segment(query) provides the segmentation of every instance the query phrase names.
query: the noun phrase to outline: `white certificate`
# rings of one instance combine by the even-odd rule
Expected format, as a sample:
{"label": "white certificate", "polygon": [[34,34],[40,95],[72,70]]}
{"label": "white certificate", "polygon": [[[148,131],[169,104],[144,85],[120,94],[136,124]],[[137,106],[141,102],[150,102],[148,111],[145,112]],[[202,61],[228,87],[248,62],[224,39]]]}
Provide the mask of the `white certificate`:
::::
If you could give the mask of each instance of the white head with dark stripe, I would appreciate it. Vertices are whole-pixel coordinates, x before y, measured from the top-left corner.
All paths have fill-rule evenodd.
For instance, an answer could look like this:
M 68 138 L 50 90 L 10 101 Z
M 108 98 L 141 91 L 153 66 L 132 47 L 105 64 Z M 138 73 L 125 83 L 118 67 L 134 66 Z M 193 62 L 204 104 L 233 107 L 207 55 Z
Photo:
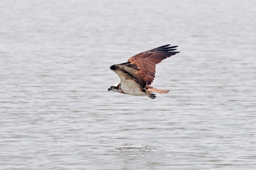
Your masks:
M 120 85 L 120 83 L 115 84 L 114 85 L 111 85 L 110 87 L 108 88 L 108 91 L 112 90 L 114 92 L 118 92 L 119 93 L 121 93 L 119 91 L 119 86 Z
::::
WHAT YOU ARE ASKED TO DO → Please duplicate the rows starting at the line that contains "segment(query) provides the" and ending at the line that contains "Provide the mask", including both of those lines, with no changes.

TASK RESPONSE →
segment(query) provides the segmentation of every instance the query phrase names.
query: the noun phrase to outline: `white certificate`
# rings of one instance combine by the even-odd rule
Expected format, as a sample:
{"label": "white certificate", "polygon": [[34,34],[40,95],[72,70]]}
{"label": "white certificate", "polygon": [[[148,131],[169,104],[144,85],[120,94],[136,124]],[[137,106],[141,102],[150,102],[148,111],[145,112]],[[202,61],[228,87],[248,62],[224,39]]]}
Provide the mask of the `white certificate`:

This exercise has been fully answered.